* **YOUR TASK**:
Each entry must be reproduced precisely as it stands.

* **GIVEN ENTRIES**:
========================================================================

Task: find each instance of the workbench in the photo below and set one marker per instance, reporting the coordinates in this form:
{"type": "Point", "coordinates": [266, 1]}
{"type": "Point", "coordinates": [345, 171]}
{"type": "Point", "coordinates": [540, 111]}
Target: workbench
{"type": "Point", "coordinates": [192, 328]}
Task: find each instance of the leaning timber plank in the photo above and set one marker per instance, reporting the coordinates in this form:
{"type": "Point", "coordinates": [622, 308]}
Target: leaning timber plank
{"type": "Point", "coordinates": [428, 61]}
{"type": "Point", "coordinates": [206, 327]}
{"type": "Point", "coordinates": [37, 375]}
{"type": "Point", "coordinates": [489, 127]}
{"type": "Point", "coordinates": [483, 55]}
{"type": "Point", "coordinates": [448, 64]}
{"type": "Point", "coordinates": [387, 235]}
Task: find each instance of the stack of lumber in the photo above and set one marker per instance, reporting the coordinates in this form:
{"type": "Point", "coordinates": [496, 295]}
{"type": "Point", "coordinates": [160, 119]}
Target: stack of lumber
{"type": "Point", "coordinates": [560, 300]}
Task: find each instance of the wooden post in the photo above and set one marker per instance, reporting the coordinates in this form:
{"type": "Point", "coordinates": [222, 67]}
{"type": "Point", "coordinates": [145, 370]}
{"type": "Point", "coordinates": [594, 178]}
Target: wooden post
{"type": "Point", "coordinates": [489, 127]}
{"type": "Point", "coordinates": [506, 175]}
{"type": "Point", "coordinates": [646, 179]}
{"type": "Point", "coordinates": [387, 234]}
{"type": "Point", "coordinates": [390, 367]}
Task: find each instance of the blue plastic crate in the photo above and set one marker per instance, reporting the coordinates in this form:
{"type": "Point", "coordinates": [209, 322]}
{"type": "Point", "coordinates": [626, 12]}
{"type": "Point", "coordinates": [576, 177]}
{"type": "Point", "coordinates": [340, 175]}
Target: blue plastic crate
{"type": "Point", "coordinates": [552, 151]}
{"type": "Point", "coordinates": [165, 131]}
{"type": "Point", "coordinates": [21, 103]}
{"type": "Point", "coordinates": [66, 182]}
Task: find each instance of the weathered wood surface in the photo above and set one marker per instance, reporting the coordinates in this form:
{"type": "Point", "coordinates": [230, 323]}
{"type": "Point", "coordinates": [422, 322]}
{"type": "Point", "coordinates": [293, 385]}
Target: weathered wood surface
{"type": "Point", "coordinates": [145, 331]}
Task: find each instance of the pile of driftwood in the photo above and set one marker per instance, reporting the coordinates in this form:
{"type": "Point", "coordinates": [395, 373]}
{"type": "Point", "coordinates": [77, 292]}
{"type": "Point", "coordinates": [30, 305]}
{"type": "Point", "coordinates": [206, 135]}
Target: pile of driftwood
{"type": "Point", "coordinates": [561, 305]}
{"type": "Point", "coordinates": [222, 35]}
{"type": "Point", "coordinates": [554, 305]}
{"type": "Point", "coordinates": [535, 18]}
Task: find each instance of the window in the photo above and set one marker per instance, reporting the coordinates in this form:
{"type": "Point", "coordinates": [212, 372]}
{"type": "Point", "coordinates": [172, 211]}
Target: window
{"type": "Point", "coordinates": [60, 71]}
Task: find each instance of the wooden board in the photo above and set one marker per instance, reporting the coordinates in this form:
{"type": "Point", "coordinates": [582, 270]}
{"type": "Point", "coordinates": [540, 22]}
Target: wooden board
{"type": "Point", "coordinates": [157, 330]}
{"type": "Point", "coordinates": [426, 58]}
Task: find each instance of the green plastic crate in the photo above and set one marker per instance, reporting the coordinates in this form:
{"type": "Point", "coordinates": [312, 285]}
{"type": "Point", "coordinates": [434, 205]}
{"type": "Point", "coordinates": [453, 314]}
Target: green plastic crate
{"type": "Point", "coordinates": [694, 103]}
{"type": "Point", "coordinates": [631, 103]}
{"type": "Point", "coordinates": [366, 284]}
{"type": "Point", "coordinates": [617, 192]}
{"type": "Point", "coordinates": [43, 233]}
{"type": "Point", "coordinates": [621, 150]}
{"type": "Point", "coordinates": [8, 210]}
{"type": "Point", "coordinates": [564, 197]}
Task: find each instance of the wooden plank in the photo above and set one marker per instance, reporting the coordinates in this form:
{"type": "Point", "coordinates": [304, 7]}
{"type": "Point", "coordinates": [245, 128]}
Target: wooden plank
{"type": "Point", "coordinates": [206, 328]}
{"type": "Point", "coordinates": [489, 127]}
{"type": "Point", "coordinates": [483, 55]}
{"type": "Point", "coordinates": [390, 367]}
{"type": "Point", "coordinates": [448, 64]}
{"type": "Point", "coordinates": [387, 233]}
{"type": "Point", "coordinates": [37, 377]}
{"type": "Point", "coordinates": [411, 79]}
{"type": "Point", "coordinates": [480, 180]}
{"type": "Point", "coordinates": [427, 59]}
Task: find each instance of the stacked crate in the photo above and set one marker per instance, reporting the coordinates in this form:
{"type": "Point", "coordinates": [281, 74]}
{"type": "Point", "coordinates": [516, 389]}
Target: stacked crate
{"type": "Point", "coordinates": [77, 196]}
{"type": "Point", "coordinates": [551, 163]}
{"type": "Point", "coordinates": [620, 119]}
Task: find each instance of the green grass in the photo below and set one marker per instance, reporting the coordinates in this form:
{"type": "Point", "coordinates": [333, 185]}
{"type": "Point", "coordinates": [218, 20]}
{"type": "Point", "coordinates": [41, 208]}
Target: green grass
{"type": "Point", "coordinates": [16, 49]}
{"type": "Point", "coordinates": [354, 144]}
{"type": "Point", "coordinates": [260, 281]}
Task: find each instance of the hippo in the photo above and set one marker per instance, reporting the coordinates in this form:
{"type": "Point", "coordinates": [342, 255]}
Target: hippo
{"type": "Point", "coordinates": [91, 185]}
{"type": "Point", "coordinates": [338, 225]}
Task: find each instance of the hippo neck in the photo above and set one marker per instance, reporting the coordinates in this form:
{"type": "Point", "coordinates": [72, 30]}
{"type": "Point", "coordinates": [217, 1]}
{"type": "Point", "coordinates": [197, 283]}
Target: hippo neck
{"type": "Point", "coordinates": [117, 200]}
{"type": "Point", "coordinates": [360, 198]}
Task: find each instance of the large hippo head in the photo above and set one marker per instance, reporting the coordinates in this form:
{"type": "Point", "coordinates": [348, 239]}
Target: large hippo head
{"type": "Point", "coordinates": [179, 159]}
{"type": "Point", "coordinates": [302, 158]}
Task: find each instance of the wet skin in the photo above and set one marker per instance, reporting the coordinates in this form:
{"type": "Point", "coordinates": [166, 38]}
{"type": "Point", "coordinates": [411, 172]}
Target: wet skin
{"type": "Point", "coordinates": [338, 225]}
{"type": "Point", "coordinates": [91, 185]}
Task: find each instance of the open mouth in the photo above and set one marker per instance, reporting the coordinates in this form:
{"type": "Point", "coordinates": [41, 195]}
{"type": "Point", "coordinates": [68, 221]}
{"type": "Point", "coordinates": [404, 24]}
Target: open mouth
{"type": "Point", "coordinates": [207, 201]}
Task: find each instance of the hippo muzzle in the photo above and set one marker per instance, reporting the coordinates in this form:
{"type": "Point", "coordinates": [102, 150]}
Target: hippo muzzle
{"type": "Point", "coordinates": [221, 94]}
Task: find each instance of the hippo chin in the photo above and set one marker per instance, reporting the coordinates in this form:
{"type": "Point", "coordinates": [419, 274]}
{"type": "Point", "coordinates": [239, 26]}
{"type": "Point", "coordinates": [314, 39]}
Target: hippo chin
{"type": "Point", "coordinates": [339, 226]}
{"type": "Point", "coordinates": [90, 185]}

========================================================================

* **EXPECTED OUTPUT**:
Task: find each instance of the workbench in the photo below and set one marker per instance, reporting the coordinates in this form:
{"type": "Point", "coordinates": [266, 1]}
{"type": "Point", "coordinates": [345, 171]}
{"type": "Point", "coordinates": [540, 111]}
Target: workbench
{"type": "Point", "coordinates": [192, 328]}
Task: find each instance of the leaning timber plank in the photo above and set one marker per instance, reporting the coordinates in this form:
{"type": "Point", "coordinates": [622, 308]}
Target: leaning timber plank
{"type": "Point", "coordinates": [428, 61]}
{"type": "Point", "coordinates": [206, 327]}
{"type": "Point", "coordinates": [37, 375]}
{"type": "Point", "coordinates": [489, 127]}
{"type": "Point", "coordinates": [483, 55]}
{"type": "Point", "coordinates": [448, 64]}
{"type": "Point", "coordinates": [387, 235]}
Task: find each instance of the stack of lumber in the photo above and set one marker per instance, reporting the coordinates in this form:
{"type": "Point", "coordinates": [496, 295]}
{"type": "Point", "coordinates": [160, 119]}
Target: stack of lumber
{"type": "Point", "coordinates": [560, 300]}
Task: find each instance of the wooden post in the photo above and set one marker per instance, reporting the coordinates in this form:
{"type": "Point", "coordinates": [222, 67]}
{"type": "Point", "coordinates": [145, 370]}
{"type": "Point", "coordinates": [594, 178]}
Target: wooden post
{"type": "Point", "coordinates": [489, 127]}
{"type": "Point", "coordinates": [506, 175]}
{"type": "Point", "coordinates": [646, 179]}
{"type": "Point", "coordinates": [387, 234]}
{"type": "Point", "coordinates": [390, 367]}
Task: find each instance of the blue plastic crate in the photo above and set one marker per instance, reporting the coordinates in this form:
{"type": "Point", "coordinates": [209, 322]}
{"type": "Point", "coordinates": [626, 12]}
{"type": "Point", "coordinates": [576, 177]}
{"type": "Point", "coordinates": [340, 175]}
Target: blue plastic crate
{"type": "Point", "coordinates": [552, 151]}
{"type": "Point", "coordinates": [165, 131]}
{"type": "Point", "coordinates": [21, 103]}
{"type": "Point", "coordinates": [66, 182]}
Task: find each instance of the weathered wood surface in the photo above and set one marker per instance, reporting the coordinates in this form:
{"type": "Point", "coordinates": [230, 323]}
{"type": "Point", "coordinates": [422, 322]}
{"type": "Point", "coordinates": [293, 385]}
Target: weathered wood surface
{"type": "Point", "coordinates": [145, 331]}
Task: find each instance of the pile of driftwood in the photo above and set one marker per instance, reporting the coordinates in this form:
{"type": "Point", "coordinates": [395, 373]}
{"type": "Point", "coordinates": [77, 292]}
{"type": "Point", "coordinates": [30, 305]}
{"type": "Point", "coordinates": [206, 135]}
Target: pile of driftwood
{"type": "Point", "coordinates": [561, 305]}
{"type": "Point", "coordinates": [222, 35]}
{"type": "Point", "coordinates": [554, 305]}
{"type": "Point", "coordinates": [535, 18]}
Task: find each instance of the window in the photo above and set one marker per instance, reporting the coordinates in this form:
{"type": "Point", "coordinates": [212, 372]}
{"type": "Point", "coordinates": [172, 211]}
Target: window
{"type": "Point", "coordinates": [60, 71]}
Task: find each instance of the wooden board in the photo above and set one marker per instance, reporting the coordinates in this form:
{"type": "Point", "coordinates": [582, 270]}
{"type": "Point", "coordinates": [540, 22]}
Target: wooden board
{"type": "Point", "coordinates": [157, 330]}
{"type": "Point", "coordinates": [426, 58]}
Task: find each instance of the green plastic crate in the photo above and set one marker per instance, reporting the coordinates in this form:
{"type": "Point", "coordinates": [312, 285]}
{"type": "Point", "coordinates": [434, 205]}
{"type": "Point", "coordinates": [453, 314]}
Target: green plastic crate
{"type": "Point", "coordinates": [694, 103]}
{"type": "Point", "coordinates": [631, 103]}
{"type": "Point", "coordinates": [366, 284]}
{"type": "Point", "coordinates": [617, 192]}
{"type": "Point", "coordinates": [43, 233]}
{"type": "Point", "coordinates": [621, 150]}
{"type": "Point", "coordinates": [8, 210]}
{"type": "Point", "coordinates": [564, 197]}
Task: find each instance of the wooden plank in the photo above and set one marker per instance, reporting the coordinates in this form:
{"type": "Point", "coordinates": [304, 7]}
{"type": "Point", "coordinates": [245, 128]}
Target: wooden plank
{"type": "Point", "coordinates": [206, 328]}
{"type": "Point", "coordinates": [489, 127]}
{"type": "Point", "coordinates": [483, 55]}
{"type": "Point", "coordinates": [390, 367]}
{"type": "Point", "coordinates": [448, 64]}
{"type": "Point", "coordinates": [387, 233]}
{"type": "Point", "coordinates": [37, 377]}
{"type": "Point", "coordinates": [411, 79]}
{"type": "Point", "coordinates": [480, 180]}
{"type": "Point", "coordinates": [427, 59]}
Task: find each instance of the stacked crate in the photo above and set one marker per instance, reporting the coordinates in this form:
{"type": "Point", "coordinates": [281, 74]}
{"type": "Point", "coordinates": [516, 389]}
Target: stacked crate
{"type": "Point", "coordinates": [77, 196]}
{"type": "Point", "coordinates": [551, 163]}
{"type": "Point", "coordinates": [620, 119]}
Task: find each instance of the green grass in the photo below and set one marker per instance, reporting the coordinates in this form:
{"type": "Point", "coordinates": [333, 185]}
{"type": "Point", "coordinates": [218, 20]}
{"type": "Point", "coordinates": [41, 208]}
Target: green grass
{"type": "Point", "coordinates": [16, 49]}
{"type": "Point", "coordinates": [354, 144]}
{"type": "Point", "coordinates": [260, 281]}
Task: find each instance of the hippo in the photo above and set one marker per instance, reporting the coordinates in this form:
{"type": "Point", "coordinates": [342, 255]}
Target: hippo
{"type": "Point", "coordinates": [91, 185]}
{"type": "Point", "coordinates": [338, 225]}
Task: find each instance of the hippo neck in the photo above and set one marker per instance, reporting the coordinates in this form:
{"type": "Point", "coordinates": [72, 30]}
{"type": "Point", "coordinates": [217, 1]}
{"type": "Point", "coordinates": [197, 283]}
Target: hippo neck
{"type": "Point", "coordinates": [117, 200]}
{"type": "Point", "coordinates": [360, 198]}
Task: find each instance of the large hippo head in the photo above and set one marker per instance, reporting the coordinates in this form:
{"type": "Point", "coordinates": [348, 239]}
Target: large hippo head
{"type": "Point", "coordinates": [179, 159]}
{"type": "Point", "coordinates": [302, 158]}
Task: find each instance of the wet skin in the photo above and set one marker per instance, reporting the coordinates in this form:
{"type": "Point", "coordinates": [166, 38]}
{"type": "Point", "coordinates": [411, 172]}
Target: wet skin
{"type": "Point", "coordinates": [338, 225]}
{"type": "Point", "coordinates": [91, 185]}
Task: find each instance of the open mouth in the photo above and set one marker per instance, reporting the coordinates in this form:
{"type": "Point", "coordinates": [41, 195]}
{"type": "Point", "coordinates": [68, 221]}
{"type": "Point", "coordinates": [404, 24]}
Target: open mouth
{"type": "Point", "coordinates": [207, 201]}
Task: find each instance of the hippo muzzle in the photo above and set one marker per instance, reporting the coordinates in this form:
{"type": "Point", "coordinates": [102, 150]}
Target: hippo muzzle
{"type": "Point", "coordinates": [221, 94]}
Task: find each instance of the hippo chin in the photo above and set one marker per instance, reporting the coordinates in this form:
{"type": "Point", "coordinates": [419, 274]}
{"type": "Point", "coordinates": [239, 26]}
{"type": "Point", "coordinates": [314, 39]}
Target: hippo chin
{"type": "Point", "coordinates": [339, 226]}
{"type": "Point", "coordinates": [90, 185]}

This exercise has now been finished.